'''

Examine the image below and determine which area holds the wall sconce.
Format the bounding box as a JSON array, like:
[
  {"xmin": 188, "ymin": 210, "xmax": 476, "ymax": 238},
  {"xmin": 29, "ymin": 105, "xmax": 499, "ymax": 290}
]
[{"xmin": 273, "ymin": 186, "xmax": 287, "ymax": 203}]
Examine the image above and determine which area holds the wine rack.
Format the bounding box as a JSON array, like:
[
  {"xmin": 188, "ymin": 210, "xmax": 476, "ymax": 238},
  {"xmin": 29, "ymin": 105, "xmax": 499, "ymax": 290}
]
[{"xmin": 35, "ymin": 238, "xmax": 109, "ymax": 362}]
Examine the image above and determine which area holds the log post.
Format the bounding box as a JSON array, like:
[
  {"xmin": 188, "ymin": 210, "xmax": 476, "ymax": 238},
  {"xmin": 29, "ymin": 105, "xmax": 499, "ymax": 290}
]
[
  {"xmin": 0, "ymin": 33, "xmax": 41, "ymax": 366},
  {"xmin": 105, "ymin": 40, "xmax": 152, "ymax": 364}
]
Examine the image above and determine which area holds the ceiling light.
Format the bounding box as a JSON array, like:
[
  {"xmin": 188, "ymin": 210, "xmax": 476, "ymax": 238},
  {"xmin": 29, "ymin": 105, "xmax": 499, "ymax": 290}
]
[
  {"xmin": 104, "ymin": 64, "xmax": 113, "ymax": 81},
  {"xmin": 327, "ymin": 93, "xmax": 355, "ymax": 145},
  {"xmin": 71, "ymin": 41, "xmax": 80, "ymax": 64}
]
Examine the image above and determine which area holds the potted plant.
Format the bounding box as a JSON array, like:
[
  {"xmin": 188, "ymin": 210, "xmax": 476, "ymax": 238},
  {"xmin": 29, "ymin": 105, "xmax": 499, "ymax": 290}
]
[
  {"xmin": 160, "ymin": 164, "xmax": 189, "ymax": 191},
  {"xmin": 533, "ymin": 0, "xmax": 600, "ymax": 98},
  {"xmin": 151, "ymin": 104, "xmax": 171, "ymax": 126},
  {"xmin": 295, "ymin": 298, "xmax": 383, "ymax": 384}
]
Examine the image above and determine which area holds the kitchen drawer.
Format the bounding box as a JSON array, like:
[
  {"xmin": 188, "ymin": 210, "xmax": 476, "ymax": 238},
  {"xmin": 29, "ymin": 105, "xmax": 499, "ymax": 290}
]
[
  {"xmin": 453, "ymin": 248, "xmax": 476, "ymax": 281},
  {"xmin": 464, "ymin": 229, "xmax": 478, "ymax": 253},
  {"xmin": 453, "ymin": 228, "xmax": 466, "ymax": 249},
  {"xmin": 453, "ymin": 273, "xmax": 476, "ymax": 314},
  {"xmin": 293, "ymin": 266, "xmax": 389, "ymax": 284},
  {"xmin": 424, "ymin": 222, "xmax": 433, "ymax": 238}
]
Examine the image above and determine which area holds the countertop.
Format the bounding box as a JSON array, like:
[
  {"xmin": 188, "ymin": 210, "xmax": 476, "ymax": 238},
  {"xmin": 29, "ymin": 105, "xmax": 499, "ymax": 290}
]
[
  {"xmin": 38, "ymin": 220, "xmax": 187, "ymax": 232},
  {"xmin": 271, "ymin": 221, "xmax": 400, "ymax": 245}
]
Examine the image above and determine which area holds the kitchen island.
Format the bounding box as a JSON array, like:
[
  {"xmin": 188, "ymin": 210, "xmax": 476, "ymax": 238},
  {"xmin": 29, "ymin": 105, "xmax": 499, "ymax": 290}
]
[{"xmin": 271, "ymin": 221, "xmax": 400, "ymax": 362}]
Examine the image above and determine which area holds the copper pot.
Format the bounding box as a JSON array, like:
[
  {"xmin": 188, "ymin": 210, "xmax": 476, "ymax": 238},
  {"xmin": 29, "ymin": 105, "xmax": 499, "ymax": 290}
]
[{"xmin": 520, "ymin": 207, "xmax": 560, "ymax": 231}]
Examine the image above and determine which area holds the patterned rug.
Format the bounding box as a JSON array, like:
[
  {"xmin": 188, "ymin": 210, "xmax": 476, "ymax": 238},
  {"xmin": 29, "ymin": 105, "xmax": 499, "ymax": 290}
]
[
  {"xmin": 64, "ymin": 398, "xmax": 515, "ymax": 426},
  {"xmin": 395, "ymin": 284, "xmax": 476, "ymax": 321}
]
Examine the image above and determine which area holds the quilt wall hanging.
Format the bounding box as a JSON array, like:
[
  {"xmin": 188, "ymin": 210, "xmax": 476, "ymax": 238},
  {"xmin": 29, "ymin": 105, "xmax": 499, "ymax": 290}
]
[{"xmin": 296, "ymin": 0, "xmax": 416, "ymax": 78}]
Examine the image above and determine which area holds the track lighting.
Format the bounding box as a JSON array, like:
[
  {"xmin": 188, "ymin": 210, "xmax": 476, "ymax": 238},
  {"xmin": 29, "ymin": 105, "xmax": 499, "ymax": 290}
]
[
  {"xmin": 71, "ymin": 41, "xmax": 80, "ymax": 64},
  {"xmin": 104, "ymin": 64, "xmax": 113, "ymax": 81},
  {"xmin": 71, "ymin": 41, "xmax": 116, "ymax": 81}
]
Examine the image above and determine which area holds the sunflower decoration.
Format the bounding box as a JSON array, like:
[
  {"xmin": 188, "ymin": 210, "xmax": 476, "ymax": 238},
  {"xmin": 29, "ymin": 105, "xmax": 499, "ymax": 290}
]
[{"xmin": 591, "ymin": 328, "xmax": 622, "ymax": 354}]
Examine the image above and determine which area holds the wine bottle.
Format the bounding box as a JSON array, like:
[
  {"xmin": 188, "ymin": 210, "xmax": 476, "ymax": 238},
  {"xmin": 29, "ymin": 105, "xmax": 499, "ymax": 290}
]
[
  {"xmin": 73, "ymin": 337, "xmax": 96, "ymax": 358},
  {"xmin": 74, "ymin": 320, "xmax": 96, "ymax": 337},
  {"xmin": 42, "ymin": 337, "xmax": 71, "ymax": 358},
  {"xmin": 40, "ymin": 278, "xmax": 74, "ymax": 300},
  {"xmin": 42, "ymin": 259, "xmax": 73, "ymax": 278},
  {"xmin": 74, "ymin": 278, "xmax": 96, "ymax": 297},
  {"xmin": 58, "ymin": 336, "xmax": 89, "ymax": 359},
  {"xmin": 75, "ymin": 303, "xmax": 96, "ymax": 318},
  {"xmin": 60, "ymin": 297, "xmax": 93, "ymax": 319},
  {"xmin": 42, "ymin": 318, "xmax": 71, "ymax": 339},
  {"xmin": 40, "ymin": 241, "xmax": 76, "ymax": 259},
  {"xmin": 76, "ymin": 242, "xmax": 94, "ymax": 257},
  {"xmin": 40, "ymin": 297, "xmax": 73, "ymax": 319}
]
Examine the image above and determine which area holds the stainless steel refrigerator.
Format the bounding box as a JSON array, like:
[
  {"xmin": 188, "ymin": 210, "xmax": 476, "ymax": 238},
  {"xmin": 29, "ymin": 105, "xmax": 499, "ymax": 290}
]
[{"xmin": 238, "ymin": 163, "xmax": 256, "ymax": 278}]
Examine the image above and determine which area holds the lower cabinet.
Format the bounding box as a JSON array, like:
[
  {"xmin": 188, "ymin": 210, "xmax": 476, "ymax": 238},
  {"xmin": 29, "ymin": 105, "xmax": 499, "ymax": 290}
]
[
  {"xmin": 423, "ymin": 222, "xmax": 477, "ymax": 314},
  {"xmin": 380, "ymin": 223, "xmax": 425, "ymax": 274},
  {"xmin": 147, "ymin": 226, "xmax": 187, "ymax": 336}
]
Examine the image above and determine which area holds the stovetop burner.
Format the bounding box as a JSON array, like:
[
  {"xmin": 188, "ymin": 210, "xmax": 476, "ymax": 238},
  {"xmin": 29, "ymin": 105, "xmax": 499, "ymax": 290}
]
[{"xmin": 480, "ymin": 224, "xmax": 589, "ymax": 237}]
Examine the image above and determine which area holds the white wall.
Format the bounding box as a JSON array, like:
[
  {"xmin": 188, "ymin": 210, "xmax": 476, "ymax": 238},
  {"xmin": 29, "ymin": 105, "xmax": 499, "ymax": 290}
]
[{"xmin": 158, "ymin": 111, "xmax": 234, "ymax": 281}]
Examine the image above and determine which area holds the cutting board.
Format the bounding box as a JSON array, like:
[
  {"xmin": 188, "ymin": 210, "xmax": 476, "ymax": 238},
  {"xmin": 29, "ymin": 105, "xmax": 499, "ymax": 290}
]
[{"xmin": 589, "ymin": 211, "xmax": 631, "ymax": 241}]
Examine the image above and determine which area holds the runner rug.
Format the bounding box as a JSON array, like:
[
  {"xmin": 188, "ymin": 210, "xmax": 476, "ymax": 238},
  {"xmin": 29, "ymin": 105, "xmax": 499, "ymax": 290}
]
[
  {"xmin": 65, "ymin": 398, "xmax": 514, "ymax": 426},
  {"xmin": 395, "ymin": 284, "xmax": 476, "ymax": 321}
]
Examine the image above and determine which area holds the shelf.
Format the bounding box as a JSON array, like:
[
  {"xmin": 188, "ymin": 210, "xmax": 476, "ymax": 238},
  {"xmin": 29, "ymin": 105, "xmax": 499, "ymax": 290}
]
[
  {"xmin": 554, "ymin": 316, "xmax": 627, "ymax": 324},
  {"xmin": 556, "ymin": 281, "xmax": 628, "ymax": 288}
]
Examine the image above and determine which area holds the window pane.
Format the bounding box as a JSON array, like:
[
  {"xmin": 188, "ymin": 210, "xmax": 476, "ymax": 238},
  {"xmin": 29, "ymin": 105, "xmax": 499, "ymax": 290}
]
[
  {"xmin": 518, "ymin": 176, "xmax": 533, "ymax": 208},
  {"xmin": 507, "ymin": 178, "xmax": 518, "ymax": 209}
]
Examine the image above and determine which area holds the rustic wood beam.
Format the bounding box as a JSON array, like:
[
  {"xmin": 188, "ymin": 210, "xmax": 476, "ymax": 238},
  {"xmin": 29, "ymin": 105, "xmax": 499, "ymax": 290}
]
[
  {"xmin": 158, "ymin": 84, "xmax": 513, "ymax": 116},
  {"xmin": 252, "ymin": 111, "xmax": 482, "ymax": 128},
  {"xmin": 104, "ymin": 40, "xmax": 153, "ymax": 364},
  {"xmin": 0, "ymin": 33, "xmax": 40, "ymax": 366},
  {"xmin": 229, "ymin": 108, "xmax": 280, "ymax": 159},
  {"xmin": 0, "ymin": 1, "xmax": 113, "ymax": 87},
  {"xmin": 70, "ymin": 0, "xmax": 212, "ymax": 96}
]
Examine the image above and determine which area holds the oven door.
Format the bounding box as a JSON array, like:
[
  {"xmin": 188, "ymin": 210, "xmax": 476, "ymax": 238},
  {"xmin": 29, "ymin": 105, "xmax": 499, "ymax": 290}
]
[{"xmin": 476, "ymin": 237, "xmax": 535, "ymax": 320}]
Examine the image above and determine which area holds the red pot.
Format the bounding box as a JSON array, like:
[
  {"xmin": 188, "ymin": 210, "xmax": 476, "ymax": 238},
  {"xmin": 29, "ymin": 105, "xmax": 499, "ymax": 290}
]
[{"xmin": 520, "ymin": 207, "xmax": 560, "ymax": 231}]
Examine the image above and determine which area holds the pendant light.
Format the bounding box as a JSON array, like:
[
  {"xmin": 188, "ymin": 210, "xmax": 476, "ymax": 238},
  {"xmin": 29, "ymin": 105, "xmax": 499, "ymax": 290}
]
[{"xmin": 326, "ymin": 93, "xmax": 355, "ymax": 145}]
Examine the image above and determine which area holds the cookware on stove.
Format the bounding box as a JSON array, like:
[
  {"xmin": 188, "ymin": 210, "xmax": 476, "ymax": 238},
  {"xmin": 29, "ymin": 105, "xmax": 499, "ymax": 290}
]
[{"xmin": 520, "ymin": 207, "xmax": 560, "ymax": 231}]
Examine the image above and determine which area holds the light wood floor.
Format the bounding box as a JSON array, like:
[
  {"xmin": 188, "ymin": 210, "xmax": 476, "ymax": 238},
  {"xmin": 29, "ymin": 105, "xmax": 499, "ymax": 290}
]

'''

What is being asked - Which lines in the listing above contain the word "wall"? Extract every one of them in full.

Task answer -
Examine the image below and determine which area holds the wall sconce.
Examine the image above and determine which area holds the quilt wall hanging.
Examine the image above and determine which area holds the white wall.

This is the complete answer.